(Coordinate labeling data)
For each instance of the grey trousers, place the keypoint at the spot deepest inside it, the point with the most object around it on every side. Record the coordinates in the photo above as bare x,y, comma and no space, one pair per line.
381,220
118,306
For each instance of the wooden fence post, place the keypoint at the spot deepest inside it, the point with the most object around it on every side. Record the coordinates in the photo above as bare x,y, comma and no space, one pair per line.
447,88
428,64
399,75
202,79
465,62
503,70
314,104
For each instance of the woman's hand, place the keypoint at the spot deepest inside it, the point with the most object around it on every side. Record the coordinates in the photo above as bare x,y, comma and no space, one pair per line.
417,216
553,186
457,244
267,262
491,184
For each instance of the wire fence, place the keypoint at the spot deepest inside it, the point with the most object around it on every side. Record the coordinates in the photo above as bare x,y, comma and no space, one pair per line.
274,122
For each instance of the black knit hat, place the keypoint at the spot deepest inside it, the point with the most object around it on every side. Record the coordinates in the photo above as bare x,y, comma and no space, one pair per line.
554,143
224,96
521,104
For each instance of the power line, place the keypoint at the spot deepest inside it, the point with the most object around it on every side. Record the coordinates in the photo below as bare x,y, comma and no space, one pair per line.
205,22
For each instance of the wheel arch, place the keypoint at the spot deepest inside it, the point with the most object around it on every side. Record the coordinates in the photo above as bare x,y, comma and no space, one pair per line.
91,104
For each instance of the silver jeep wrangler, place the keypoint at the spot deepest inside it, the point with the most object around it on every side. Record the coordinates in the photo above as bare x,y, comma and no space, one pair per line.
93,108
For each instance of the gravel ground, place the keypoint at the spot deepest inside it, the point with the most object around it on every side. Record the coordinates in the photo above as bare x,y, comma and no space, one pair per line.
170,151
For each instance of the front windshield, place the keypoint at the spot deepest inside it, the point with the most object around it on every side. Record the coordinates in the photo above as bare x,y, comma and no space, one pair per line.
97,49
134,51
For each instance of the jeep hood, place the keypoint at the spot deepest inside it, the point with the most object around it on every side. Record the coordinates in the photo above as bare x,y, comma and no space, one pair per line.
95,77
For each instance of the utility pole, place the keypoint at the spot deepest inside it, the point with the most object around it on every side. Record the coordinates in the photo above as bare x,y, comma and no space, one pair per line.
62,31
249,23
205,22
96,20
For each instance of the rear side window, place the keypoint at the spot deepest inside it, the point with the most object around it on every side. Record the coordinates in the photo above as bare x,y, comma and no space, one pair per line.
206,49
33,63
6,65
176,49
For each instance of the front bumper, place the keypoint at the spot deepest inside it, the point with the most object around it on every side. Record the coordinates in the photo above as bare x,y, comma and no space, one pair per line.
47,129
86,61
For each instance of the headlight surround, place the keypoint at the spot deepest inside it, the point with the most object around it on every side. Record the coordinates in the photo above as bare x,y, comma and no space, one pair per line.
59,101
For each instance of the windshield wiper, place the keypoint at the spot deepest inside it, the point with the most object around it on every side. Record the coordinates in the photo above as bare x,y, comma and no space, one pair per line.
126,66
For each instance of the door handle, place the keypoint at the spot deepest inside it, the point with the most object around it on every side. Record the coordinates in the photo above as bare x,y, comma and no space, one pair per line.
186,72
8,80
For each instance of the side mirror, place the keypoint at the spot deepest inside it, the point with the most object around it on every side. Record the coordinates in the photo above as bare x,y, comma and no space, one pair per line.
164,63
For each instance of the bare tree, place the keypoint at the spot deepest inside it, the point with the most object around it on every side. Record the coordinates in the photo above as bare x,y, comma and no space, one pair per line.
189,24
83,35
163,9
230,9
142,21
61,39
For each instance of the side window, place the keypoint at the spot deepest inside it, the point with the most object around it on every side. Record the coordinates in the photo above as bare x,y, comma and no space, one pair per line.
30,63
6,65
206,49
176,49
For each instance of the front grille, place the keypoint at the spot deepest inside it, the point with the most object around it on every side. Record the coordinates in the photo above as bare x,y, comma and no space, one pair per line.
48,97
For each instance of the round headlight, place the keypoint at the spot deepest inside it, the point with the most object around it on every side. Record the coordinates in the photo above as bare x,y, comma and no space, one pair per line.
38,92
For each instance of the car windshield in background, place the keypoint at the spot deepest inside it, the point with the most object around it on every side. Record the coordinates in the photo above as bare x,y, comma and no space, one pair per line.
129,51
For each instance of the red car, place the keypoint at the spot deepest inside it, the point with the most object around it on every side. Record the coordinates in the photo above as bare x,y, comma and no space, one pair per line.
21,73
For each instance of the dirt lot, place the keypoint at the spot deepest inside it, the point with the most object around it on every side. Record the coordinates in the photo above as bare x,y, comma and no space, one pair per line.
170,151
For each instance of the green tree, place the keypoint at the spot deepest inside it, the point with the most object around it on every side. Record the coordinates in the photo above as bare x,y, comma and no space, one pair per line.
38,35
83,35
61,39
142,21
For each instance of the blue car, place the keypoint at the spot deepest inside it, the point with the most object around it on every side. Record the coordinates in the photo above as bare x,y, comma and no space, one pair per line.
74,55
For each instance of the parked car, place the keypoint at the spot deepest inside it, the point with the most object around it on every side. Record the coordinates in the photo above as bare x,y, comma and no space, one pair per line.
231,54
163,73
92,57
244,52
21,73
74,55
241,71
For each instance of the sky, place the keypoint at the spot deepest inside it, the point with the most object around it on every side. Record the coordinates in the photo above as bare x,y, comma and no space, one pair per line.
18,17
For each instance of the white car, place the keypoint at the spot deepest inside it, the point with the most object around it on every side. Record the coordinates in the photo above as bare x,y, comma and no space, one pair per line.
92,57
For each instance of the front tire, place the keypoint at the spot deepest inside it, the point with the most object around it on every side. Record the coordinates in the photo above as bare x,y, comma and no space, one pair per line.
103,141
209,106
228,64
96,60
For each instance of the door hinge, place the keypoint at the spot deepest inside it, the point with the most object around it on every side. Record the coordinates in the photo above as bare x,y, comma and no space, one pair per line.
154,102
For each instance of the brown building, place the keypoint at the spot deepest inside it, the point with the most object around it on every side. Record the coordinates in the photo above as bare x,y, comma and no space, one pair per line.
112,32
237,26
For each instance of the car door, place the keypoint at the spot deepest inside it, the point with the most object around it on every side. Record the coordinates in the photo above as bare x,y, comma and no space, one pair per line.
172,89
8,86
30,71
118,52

*SET PROBLEM*. Scale the entries that begin at the line containing "For each instance of the car door, place" and run through the end of the entries. Reproduce every one of those lines, requests included, multiplying each coordinate in the answers by 1.15 and rounding to whole numbers with halves rounded up.

*WRITTEN RESPONSE*.
For each instance of the car door, place the keypoint at the spot deepest inside it, the point with the most object around it on every side. Record the coordinates in the photo above as bare x,y, comma and no space, one pair per line.
198,102
9,99
35,82
136,60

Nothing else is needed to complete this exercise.